Dataset entries:
....................

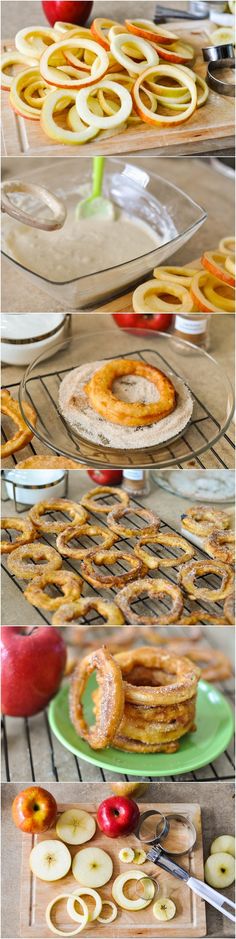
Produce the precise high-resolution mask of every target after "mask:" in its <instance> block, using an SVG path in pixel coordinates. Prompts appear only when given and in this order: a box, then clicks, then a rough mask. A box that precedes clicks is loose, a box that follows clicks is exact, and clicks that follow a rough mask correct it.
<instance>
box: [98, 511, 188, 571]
mask: <svg viewBox="0 0 236 939" xmlns="http://www.w3.org/2000/svg"><path fill="white" fill-rule="evenodd" d="M108 518H109V516H108ZM148 544H149V545H150V544H152V545H153V544H160V545H163V547H165V546H167V547H170V548H175V547H176V548H177V547H179V548H181V549H182V551H183V554H182V555H181V556H180V557H171V558H163V557H157V556H156V555H151V554H149V553H148V551H144V550H143V545H148ZM134 553H135V554H136V555H137V557H138V558H141V561H143V563H144V564H146V567H148V568H150V570H156V569H157V568H159V567H178V566H179V564H184V563H185V562H186V561H190V559H191V558H192V557H193V556H194V548H192V545H190V544H188V542H187V541H185V539H184V538H181V536H180V535H171V534H166V533H164V534H162V532H158V534H155V535H148V534H147V535H146V534H144V535H141V538H140V539H139V541H138V543H137V545H135V547H134Z"/></svg>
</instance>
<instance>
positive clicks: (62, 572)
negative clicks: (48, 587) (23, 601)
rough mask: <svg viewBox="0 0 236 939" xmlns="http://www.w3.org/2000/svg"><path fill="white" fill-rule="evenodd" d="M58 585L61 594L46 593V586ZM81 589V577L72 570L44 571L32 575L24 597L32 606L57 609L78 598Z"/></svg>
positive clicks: (40, 607)
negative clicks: (60, 595)
mask: <svg viewBox="0 0 236 939" xmlns="http://www.w3.org/2000/svg"><path fill="white" fill-rule="evenodd" d="M50 585H52V586H54V587H59V588H60V590H61V591H62V594H61V596H59V597H51V596H49V594H48V593H46V590H45V587H47V586H50ZM81 589H82V579H81V577H80V576H79V574H76V573H75V572H74V571H55V570H54V571H45V572H44V573H43V574H40V576H39V577H33V580H31V581H30V583H29V584H28V586H27V587H26V590H25V591H24V597H25V598H26V600H28V603H31V604H32V606H37V607H40V609H42V610H58V609H59V608H60V607H61V606H62V604H63V603H65V602H66V601H67V603H73V601H74V600H78V599H79V597H80V594H81Z"/></svg>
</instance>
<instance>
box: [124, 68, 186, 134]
mask: <svg viewBox="0 0 236 939" xmlns="http://www.w3.org/2000/svg"><path fill="white" fill-rule="evenodd" d="M159 77H161V78H162V77H168V78H173V79H175V80H176V81H177V82H179V84H180V86H181V87H184V88H185V87H187V88H188V91H189V92H190V98H191V100H190V103H189V104H188V107H187V108H186V110H184V111H183V113H182V114H179V113H178V114H172V115H169V114H160V113H159V114H158V113H155V114H152V113H150V111H149V110H148V108H145V105H144V104H143V103H142V101H141V98H140V87H141V85H142V87H143V86H144V83H145V81H147V80H148V79H149V80H151V81H152V80H153V78H154V79H155V78H159ZM132 97H133V102H134V107H135V110H136V111H137V113H138V114H139V117H141V119H142V121H146V122H147V123H148V124H153V125H154V127H158V126H159V127H160V126H162V125H163V126H167V127H169V126H175V125H176V124H181V123H183V121H187V120H188V119H189V117H191V115H192V114H193V112H194V111H195V109H196V107H197V89H196V83H195V82H194V81H193V79H192V78H191V76H190V75H188V74H187V72H183V71H182V70H181V68H178V67H177V66H174V65H156V66H155V67H153V66H151V68H148V69H146V71H145V72H143V73H142V75H139V76H138V78H137V80H136V82H135V84H134V87H133V89H132Z"/></svg>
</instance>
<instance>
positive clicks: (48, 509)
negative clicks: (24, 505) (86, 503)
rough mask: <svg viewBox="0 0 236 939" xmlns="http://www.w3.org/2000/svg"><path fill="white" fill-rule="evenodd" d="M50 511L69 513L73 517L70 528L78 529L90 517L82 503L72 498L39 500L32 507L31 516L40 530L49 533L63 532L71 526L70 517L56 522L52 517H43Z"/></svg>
mask: <svg viewBox="0 0 236 939" xmlns="http://www.w3.org/2000/svg"><path fill="white" fill-rule="evenodd" d="M50 512H63V513H65V514H66V515H69V516H70V519H71V521H70V528H75V527H76V529H77V530H78V528H79V527H80V525H83V524H84V522H86V521H87V518H88V513H87V512H86V510H85V509H84V508H83V507H82V506H81V505H78V503H77V502H71V501H70V499H49V500H48V501H45V502H37V504H36V505H33V507H32V509H30V512H29V517H30V519H31V521H32V522H33V525H35V528H37V529H38V531H43V532H46V534H48V535H49V534H50V535H51V534H53V535H54V534H57V533H59V532H63V531H64V530H65V527H66V526H69V523H68V519H64V521H61V522H55V521H54V520H53V519H52V518H49V521H48V520H47V519H46V518H42V516H44V515H47V514H48V513H50Z"/></svg>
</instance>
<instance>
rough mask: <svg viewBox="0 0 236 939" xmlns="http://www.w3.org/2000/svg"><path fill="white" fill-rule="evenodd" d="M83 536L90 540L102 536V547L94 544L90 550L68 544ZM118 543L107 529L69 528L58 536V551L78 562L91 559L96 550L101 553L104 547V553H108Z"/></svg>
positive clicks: (115, 537)
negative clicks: (109, 550) (100, 547)
mask: <svg viewBox="0 0 236 939" xmlns="http://www.w3.org/2000/svg"><path fill="white" fill-rule="evenodd" d="M86 514H87V513H86ZM83 535H87V536H88V538H95V537H96V536H98V535H99V536H100V538H102V539H103V541H102V545H101V546H100V545H99V544H98V545H96V544H93V545H92V546H90V547H88V548H86V547H85V548H80V547H79V546H78V547H77V546H76V547H70V546H69V545H68V542H70V541H73V539H74V538H81V537H82V536H83ZM115 541H117V538H116V536H115V535H114V534H113V533H112V532H109V531H107V529H106V528H99V526H98V525H80V526H79V527H78V528H76V527H71V525H69V526H68V528H65V529H64V531H62V532H61V533H60V535H58V538H57V550H58V551H59V552H60V554H62V555H63V556H64V557H69V558H75V559H76V560H78V561H83V559H84V558H85V557H89V555H90V554H94V551H96V549H97V550H98V551H99V550H100V547H102V550H103V551H107V550H108V548H111V547H112V546H113V544H114V543H115Z"/></svg>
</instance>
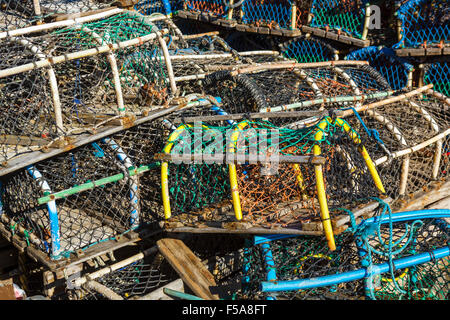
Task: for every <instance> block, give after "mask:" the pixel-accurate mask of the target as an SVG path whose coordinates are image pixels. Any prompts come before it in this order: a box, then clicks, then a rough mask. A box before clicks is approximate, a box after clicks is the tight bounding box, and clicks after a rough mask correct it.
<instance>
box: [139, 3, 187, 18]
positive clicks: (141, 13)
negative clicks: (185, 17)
mask: <svg viewBox="0 0 450 320" xmlns="http://www.w3.org/2000/svg"><path fill="white" fill-rule="evenodd" d="M134 3H135V5H134V10H136V11H137V12H139V13H141V14H143V15H145V16H149V15H151V14H154V13H161V14H164V15H167V16H170V15H172V14H173V13H175V12H176V11H178V10H179V9H180V7H181V6H180V1H179V0H138V1H134Z"/></svg>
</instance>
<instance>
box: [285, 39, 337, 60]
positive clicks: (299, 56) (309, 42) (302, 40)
mask: <svg viewBox="0 0 450 320" xmlns="http://www.w3.org/2000/svg"><path fill="white" fill-rule="evenodd" d="M281 53H282V54H283V56H285V57H286V58H289V59H295V60H297V61H298V62H300V63H302V62H320V61H330V60H335V57H336V55H337V50H336V49H334V48H333V47H331V46H330V45H329V44H327V43H325V42H323V41H321V40H319V39H317V38H313V37H305V36H300V37H298V38H295V39H293V40H290V41H288V42H285V43H283V44H282V45H281Z"/></svg>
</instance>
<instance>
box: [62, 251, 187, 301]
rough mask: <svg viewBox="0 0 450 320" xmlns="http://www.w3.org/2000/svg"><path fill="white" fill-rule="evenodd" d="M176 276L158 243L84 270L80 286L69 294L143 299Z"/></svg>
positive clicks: (145, 297)
mask: <svg viewBox="0 0 450 320" xmlns="http://www.w3.org/2000/svg"><path fill="white" fill-rule="evenodd" d="M176 279H179V278H178V275H177V274H176V273H175V271H174V270H173V269H172V267H171V266H170V264H169V263H168V262H167V260H166V259H164V257H162V256H161V255H160V254H159V253H158V251H157V248H156V247H151V248H149V249H146V250H143V251H139V252H138V253H137V254H134V255H131V256H130V255H129V254H128V256H127V255H125V256H124V257H123V258H120V260H119V258H116V261H115V262H114V263H112V264H110V265H108V266H106V267H104V268H98V269H97V270H94V271H92V272H90V273H87V274H84V275H83V276H82V277H80V278H78V279H76V280H75V281H74V287H75V288H76V289H71V290H69V297H70V299H72V300H140V299H145V298H146V296H147V295H148V294H150V295H152V293H153V294H154V291H155V290H157V289H159V288H161V287H163V286H166V285H170V283H171V282H173V281H174V280H176ZM162 296H163V295H160V297H162ZM153 299H155V297H153Z"/></svg>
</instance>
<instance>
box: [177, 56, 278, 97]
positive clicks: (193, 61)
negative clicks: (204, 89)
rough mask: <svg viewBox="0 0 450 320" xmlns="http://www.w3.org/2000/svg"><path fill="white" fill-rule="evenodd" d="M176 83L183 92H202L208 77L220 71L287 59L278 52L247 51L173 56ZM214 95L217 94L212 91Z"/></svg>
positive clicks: (219, 71) (186, 92)
mask: <svg viewBox="0 0 450 320" xmlns="http://www.w3.org/2000/svg"><path fill="white" fill-rule="evenodd" d="M171 60H172V65H173V68H174V75H175V81H176V83H177V86H178V87H179V88H180V91H182V92H186V93H188V92H202V90H204V87H205V85H204V84H205V83H208V84H209V83H210V82H208V80H204V79H205V78H207V77H208V75H210V74H213V73H217V72H220V71H223V72H227V70H231V69H233V68H236V67H239V66H250V65H256V64H258V63H265V62H280V61H284V60H285V59H284V58H283V57H281V56H280V54H279V53H278V52H277V51H269V50H267V51H266V50H264V51H246V52H235V51H231V50H226V51H225V50H224V51H212V52H202V53H200V54H190V55H183V54H182V53H181V52H180V51H177V55H174V56H171ZM211 93H212V94H213V95H215V93H214V92H213V91H211Z"/></svg>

....................

Directions for this task
Show every line of the data in which the word "pixel" appears.

Task solution
Produce the precise high-resolution mask of every target after "mask:" in its <instance> block, using an SVG path in pixel coordinates. Prompts appear only when given and in this order: a box, then clicks, then a rough mask. A box that precedes clicks is loose, a box that follows clicks is exact, and clicks that follow a rough mask correct it.
Task: for every <instance> block, give after "mask:" the pixel-accurate mask of the target as an SVG path whose coordinates are image pixels. Any prompts come before it in this order: a box, then clicks, then a rough mask. A box before clicks is approximate, a box after clicks is the tight bounding box, and clicks after a rough mask correct it.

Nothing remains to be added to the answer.